* _Given task_
Identify every line in the material below that contains the word "deck", and copy each such line in full.

* _Extracted material_
————————

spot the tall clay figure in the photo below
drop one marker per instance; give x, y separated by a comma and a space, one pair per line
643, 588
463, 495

————————

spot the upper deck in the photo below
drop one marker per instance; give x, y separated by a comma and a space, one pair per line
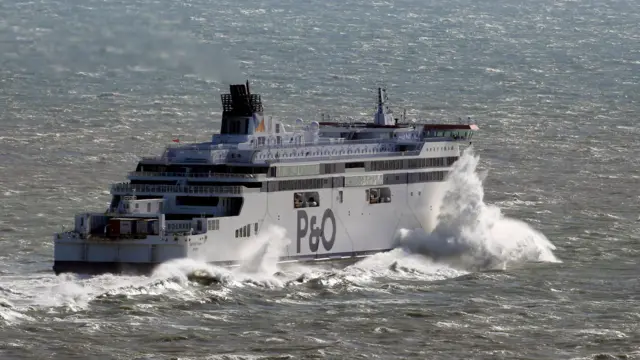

————————

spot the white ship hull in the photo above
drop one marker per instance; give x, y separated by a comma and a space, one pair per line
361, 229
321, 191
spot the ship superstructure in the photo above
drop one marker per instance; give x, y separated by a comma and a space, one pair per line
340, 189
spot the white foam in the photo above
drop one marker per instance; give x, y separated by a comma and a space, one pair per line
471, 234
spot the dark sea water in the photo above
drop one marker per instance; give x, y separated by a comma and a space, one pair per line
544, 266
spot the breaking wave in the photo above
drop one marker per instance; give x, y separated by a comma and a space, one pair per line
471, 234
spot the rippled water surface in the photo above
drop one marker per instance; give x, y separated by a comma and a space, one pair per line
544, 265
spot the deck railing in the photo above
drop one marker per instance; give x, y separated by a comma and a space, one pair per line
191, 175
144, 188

————————

* _Output of the task_
spot the upper deck in the photo below
spot the deck railing in the photo above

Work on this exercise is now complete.